- [Material to process]:
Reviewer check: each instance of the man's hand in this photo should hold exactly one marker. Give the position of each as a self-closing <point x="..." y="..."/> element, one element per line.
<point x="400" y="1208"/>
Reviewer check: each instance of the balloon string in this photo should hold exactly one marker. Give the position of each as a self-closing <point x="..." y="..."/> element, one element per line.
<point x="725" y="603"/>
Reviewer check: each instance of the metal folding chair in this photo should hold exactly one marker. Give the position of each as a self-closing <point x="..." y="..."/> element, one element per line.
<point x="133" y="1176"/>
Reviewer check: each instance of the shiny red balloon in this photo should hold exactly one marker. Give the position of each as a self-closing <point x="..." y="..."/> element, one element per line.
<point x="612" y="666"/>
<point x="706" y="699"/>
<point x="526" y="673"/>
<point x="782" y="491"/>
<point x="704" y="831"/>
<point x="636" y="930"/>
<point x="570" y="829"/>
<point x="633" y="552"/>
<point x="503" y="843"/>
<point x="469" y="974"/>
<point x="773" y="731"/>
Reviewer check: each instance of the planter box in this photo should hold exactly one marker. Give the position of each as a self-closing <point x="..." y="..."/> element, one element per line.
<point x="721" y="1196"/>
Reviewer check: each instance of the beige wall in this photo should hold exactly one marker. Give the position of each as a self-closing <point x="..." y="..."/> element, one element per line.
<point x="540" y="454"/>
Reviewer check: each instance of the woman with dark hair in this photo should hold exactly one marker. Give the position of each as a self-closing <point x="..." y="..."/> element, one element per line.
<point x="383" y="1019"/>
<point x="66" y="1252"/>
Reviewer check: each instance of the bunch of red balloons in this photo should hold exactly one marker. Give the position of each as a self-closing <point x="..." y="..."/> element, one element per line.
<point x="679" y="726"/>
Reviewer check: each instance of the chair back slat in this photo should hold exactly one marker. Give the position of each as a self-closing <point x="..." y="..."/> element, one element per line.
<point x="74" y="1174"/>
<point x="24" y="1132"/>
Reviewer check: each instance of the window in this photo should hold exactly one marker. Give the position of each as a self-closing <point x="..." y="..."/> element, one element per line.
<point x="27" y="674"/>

- [Work to do]:
Reproduce everything above from the line containing "Reviewer check: each instance of the beige" down to the end of the records, requests included, and offset every x and y coordinate in the answers by 29. Give only those lines.

- [Finished task]:
Reviewer check: each instance of the beige wall in this photo should hold exactly one marker. Give the position of each as a self-closing <point x="..." y="..."/> element, one element per line.
<point x="569" y="483"/>
Reviewer check: each instance of the woman with dark hair in this photo should hold exactly one marker. Give the position of each as a self-closing <point x="..." y="..."/> element, one element per line.
<point x="412" y="1048"/>
<point x="95" y="1281"/>
Reviewer check: each instance of the bunch of red balloons in this photo should hold exactly one marker. Give the position of each as a self-closing <point x="..." y="..."/> element, one element per line.
<point x="708" y="755"/>
Reviewer check: each instance of the chair back slat in this photo should hold exactly one marker. Give the position of each as a self-closing <point x="..." y="..."/> element, one element per line.
<point x="103" y="1203"/>
<point x="53" y="1161"/>
Reviewer check: each instance of the window in this photo should hold exactly one marker. Give the position of each as a self-closing <point x="..." y="..."/> element, one element per line.
<point x="56" y="703"/>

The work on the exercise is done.